■ Work to complete
Render this sentence from the article on Justice Ginsburg's health below into Spanish: "In some ways, the court was more accessible to the public than ever with its decision to provide live audio of telephone arguments in May."

WASHINGTON, KOMPAS.com — Justice Ruth Bader Ginsburg revealed the return of her cancer and that she was undergoing chemotherapy to treat the disease.
Although Ruth Bader Ginsburg has been extremely upfront about sharing her many health issues with the public, she waited over four months to share the latest health update.
The Supreme Court member as well as other members of the court have been out of the public eye since March due to the coronavirus pandemic.
That’s when they decided to close the building except for official business, then later postponed arguments and agreed to meet by telephone.
In some ways, the court was more accessible to the public than ever with its decision to provide live audio of telephone arguments in May.
But the inability to see the justices and, after arguments concluded on May 13, hear them, made what went on in the late spring and early summer even harder to read than usual.
In an institution that zealously guards the justices’ privacy, only a justice can decide when an injury or illness should be made public. And because life tenure comes with the job, it’s also up to them alone to decide when to retire.
Ginsburg, who was in and out of the hospital last week, said she intends to remain on the court, a decision that likely was influenced by the conservative nominee President Donald Trump would put up to replace her if she were to retire.

[Dataset entries]
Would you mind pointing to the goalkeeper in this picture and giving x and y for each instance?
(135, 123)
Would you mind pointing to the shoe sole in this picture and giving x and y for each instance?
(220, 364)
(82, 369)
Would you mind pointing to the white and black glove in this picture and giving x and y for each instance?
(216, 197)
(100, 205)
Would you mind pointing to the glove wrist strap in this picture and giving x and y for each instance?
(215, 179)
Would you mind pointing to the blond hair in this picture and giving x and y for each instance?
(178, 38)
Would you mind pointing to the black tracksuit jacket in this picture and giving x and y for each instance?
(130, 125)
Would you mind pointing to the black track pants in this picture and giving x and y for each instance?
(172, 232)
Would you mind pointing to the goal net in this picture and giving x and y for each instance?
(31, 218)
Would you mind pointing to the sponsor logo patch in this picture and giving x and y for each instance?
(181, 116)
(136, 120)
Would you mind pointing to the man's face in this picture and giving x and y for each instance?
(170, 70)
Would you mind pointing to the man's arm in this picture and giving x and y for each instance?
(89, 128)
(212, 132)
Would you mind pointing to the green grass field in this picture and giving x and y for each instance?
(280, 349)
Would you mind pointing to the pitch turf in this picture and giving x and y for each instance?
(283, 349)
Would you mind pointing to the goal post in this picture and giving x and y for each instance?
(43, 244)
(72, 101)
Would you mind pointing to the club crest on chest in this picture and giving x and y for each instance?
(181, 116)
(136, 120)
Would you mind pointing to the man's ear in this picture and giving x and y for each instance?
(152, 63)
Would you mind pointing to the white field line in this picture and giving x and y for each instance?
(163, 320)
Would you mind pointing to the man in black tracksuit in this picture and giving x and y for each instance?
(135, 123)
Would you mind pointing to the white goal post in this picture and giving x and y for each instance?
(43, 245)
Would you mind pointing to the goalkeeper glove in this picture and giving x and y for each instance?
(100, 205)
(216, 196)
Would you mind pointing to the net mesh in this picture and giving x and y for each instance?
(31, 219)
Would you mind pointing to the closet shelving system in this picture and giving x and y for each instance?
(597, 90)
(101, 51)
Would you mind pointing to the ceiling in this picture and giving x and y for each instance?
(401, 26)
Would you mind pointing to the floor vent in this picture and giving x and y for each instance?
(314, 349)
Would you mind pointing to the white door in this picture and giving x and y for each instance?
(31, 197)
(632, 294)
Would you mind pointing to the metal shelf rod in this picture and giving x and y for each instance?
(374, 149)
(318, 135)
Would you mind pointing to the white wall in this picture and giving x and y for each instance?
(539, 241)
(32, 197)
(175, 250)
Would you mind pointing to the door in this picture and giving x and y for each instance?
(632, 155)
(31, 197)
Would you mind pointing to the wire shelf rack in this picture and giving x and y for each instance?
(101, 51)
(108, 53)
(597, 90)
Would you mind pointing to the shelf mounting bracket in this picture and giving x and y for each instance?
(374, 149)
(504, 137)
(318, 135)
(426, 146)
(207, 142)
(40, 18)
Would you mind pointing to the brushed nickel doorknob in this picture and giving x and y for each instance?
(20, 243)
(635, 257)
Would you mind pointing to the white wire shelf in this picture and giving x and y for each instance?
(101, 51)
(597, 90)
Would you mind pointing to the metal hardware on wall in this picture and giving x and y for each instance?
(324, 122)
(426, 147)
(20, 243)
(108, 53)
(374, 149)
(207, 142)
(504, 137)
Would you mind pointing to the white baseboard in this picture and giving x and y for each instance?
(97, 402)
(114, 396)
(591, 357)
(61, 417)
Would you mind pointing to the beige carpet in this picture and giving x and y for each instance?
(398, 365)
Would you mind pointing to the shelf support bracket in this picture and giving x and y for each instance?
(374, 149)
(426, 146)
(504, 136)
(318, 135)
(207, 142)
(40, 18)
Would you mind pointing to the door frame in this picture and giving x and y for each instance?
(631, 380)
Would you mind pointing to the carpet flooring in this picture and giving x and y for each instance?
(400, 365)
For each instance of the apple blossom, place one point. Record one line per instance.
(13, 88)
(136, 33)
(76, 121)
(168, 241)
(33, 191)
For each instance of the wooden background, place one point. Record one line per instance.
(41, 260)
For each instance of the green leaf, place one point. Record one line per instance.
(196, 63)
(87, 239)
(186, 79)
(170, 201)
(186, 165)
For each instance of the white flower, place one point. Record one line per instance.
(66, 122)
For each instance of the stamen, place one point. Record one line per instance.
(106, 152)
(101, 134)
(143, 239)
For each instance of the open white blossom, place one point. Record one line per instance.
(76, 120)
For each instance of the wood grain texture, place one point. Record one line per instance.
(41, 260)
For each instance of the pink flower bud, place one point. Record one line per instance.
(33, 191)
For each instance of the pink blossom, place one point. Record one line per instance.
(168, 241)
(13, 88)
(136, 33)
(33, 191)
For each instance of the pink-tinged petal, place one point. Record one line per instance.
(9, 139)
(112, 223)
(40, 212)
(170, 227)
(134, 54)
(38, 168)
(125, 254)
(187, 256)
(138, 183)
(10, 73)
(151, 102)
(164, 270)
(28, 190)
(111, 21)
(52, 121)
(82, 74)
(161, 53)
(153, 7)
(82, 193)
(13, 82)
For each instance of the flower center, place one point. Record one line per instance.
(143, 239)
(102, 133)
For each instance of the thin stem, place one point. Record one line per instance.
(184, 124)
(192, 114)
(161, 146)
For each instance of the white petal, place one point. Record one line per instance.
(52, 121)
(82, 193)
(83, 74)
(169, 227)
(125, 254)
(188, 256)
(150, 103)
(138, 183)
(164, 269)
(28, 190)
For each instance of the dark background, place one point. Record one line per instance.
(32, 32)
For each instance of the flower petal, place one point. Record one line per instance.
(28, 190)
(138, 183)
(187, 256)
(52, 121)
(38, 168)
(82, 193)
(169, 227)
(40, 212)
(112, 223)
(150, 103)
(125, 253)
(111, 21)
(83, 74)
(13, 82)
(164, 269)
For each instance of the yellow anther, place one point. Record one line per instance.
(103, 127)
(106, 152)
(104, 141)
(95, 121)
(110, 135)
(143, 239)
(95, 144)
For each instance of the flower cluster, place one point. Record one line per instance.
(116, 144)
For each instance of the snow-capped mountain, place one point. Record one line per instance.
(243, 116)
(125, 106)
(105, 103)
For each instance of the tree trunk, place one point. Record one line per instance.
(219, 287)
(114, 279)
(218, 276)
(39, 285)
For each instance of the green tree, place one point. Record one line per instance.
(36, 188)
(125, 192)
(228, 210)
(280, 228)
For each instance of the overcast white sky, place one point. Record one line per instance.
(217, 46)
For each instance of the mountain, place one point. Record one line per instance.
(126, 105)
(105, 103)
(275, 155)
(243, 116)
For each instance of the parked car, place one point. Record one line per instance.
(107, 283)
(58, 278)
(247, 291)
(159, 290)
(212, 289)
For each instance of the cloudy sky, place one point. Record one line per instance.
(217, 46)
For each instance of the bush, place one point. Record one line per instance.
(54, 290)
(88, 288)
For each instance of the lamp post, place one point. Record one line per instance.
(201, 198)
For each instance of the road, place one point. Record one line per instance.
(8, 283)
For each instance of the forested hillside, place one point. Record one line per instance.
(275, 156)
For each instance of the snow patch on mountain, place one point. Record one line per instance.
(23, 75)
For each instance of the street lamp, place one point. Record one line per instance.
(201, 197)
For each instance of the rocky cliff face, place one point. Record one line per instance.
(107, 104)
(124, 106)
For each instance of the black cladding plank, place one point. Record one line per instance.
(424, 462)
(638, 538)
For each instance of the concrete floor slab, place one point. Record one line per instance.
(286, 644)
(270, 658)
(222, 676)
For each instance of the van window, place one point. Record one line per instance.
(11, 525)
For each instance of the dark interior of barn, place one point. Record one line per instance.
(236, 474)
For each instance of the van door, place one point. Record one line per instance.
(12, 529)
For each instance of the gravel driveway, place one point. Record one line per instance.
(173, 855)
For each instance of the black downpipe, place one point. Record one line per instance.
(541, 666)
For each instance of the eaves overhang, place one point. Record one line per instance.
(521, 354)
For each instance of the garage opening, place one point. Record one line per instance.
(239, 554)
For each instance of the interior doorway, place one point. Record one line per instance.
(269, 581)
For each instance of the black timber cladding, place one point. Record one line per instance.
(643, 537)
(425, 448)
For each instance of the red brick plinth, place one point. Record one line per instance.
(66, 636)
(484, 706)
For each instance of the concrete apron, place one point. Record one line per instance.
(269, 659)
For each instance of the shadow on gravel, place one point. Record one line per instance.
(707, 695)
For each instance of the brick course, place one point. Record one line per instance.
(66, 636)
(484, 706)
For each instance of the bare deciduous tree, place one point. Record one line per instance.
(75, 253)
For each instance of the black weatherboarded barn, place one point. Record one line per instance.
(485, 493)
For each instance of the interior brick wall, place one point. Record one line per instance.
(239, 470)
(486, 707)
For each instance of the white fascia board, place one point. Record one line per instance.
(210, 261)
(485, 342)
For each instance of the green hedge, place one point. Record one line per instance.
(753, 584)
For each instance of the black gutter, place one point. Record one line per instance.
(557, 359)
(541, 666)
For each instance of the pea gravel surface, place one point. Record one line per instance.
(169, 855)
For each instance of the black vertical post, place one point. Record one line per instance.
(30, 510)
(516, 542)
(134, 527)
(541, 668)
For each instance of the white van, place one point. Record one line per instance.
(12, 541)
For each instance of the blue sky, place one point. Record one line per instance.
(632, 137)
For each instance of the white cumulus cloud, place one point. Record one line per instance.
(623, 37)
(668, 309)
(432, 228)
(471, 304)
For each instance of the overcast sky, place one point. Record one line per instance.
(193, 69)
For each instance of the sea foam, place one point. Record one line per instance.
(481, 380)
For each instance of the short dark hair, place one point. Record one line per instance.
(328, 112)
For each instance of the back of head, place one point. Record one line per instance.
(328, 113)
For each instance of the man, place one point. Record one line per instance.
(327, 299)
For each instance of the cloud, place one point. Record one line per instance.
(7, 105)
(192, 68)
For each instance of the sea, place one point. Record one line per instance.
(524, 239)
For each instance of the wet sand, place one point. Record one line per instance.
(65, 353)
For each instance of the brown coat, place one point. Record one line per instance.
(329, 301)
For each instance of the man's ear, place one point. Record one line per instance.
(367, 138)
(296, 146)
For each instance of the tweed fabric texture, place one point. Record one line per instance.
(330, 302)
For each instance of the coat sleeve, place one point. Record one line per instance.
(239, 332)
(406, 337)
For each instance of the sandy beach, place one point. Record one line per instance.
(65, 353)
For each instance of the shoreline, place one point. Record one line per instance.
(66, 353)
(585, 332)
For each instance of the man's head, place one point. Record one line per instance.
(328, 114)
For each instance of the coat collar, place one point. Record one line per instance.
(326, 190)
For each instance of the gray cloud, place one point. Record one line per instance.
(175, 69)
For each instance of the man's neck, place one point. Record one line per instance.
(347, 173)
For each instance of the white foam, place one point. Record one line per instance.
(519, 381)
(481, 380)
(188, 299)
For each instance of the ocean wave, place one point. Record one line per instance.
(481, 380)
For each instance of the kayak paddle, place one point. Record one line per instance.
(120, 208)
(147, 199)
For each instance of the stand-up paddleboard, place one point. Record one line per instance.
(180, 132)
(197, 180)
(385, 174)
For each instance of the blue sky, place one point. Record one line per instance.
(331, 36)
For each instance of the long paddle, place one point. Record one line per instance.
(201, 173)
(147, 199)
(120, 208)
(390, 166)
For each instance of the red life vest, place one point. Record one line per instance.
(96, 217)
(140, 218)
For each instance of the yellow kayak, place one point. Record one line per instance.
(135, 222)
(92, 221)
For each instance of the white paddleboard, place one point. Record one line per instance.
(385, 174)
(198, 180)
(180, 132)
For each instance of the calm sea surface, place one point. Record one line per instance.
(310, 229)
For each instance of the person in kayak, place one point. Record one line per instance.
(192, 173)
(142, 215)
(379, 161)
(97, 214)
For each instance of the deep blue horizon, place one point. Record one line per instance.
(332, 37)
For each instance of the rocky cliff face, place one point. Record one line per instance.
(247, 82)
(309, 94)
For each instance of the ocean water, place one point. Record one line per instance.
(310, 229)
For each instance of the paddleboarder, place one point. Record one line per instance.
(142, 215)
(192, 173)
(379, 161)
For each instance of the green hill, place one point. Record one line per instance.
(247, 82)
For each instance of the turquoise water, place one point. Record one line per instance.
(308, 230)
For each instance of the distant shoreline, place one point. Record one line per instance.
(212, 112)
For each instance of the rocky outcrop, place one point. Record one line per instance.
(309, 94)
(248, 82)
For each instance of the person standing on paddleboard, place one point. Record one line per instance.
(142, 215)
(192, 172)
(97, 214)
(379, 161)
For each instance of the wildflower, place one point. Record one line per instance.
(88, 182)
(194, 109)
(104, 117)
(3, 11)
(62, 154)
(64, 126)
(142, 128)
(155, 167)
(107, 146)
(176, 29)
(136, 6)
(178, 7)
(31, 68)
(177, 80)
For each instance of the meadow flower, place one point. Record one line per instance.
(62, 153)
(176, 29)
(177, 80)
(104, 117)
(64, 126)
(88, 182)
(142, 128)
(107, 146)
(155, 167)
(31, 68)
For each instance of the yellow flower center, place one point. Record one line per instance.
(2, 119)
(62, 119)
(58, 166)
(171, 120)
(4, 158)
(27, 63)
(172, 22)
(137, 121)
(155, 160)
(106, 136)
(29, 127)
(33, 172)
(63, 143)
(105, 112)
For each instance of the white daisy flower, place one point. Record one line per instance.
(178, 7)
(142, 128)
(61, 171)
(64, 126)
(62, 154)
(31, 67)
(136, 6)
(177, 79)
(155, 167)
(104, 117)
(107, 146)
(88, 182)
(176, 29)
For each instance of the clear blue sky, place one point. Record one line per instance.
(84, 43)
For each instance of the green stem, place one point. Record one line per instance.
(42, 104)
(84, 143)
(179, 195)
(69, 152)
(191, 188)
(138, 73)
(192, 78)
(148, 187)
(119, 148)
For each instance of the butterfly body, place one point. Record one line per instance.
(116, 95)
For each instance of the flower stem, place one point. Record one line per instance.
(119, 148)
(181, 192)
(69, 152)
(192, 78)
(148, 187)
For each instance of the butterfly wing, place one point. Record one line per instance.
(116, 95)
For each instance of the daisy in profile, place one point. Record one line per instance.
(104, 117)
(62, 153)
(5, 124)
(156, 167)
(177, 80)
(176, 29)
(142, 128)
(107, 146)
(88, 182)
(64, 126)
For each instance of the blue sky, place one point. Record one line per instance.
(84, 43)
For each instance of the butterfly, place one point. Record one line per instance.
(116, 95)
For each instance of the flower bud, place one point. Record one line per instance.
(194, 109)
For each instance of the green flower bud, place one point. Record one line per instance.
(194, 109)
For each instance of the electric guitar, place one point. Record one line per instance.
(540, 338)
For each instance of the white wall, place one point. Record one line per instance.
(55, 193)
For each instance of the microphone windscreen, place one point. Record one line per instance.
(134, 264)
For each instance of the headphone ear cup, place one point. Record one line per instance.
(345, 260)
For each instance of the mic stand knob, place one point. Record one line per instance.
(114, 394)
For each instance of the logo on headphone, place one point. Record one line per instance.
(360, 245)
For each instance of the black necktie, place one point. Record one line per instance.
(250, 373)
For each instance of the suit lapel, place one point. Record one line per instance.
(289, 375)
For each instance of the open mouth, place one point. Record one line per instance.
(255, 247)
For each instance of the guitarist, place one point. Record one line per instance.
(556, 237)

■ Answer section
En algunos aspectos, el tribunal fue más accesible al público que nunca con su decisión de ofrecer audio en directo de los alegatos telefónicos en mayo.